WHAT IS NEEDED: Could you pull every line of the listing below out word for word, omitting the pictures?

+++ DATASET EXCERPTS +++

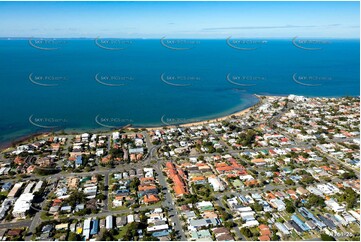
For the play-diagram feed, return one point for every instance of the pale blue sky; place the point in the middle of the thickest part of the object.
(180, 19)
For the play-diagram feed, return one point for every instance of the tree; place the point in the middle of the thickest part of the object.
(134, 184)
(246, 232)
(229, 224)
(326, 237)
(314, 200)
(74, 237)
(289, 206)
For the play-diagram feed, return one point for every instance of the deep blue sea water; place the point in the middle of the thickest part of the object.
(79, 85)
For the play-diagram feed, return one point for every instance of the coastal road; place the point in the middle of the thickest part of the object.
(168, 202)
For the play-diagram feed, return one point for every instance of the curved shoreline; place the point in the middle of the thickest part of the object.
(21, 139)
(207, 121)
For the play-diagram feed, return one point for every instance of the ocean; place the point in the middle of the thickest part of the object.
(89, 85)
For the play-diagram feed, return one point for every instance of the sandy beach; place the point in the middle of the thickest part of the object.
(205, 122)
(236, 114)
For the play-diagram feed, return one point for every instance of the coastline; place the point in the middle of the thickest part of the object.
(242, 112)
(206, 121)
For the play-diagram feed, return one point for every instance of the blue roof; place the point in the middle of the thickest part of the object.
(160, 233)
(307, 214)
(299, 222)
(79, 160)
(7, 185)
(95, 228)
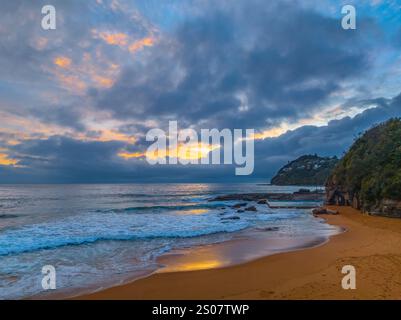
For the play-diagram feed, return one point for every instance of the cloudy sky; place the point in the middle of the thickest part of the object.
(76, 102)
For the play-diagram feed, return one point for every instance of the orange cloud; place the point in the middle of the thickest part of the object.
(62, 62)
(130, 155)
(114, 39)
(6, 161)
(183, 151)
(140, 44)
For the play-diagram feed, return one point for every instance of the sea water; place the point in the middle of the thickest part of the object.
(102, 235)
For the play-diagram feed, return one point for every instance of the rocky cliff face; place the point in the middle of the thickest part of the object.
(368, 177)
(306, 170)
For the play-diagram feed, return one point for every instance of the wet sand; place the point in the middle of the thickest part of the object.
(371, 244)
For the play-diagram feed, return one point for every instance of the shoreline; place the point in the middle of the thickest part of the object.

+++

RESULT OF THE TASK:
For the play-diagram feed, return one point for every instance of the pale blue sky; place the point in the middle of the thickest part of the object.
(180, 19)
For the play-diagram feed, return one point for every instance of the tree; place the point in the middle of the thickest part of the object.
(134, 184)
(246, 232)
(229, 224)
(326, 237)
(314, 200)
(74, 237)
(289, 206)
For the play-diagram feed, return one point for every instance of the deep blue sea water; place the point in the middle of the thickest part of the object.
(79, 85)
For the play-diagram feed, return one point for every instance of the coastal road; place the point in the middle of the thickest part of the object.
(168, 202)
For the play-diagram feed, return one point for every instance of the curved shoreline; place the point in the middle of the thickest part of the object.
(21, 139)
(207, 121)
For the play-diagram feed, return one point for every instance of the ocean; place the point in the middle of the thickest part of the object.
(89, 85)
For the play-diagram feed, return one point for every instance of the sandy beach; place the point in the middle of the thickest part of the object.
(205, 122)
(236, 114)
For the play-diagram feed, return one point for every instance of the coastline; place the point in the middle of the thickest part of the object.
(242, 112)
(206, 121)
For the play-diagram feed, return one point for every instance of the blue roof; place the point in the middle of the thickest part of the object.
(160, 233)
(307, 214)
(299, 222)
(79, 160)
(7, 185)
(95, 228)
For the play-diagram feed, return one point for every instance of the cloudy sky; place the point in the middle of the thickest part of the object.
(76, 102)
For the play-diagram feed, return one point for every instance of the orange cloud; place the point in the middle of the thickest part of the object.
(62, 62)
(130, 155)
(114, 39)
(6, 161)
(183, 151)
(140, 44)
For the play-diagram feed, return one point for every instance of the sea water; place the point in the middle of the thickest part of the object.
(102, 235)
For the play-diagram feed, return one point for every instance of the rocky cliff face; place the point in the middle of the thickest part of the object.
(368, 177)
(306, 170)
For the play-diagram feed, return one point for every instance of the wet sand; place the point in the middle of the thickest part of the object.
(371, 244)
For the play-diagram feed, return one point for every instance of the shoreline; place the point in the middle of the thickest part of the object.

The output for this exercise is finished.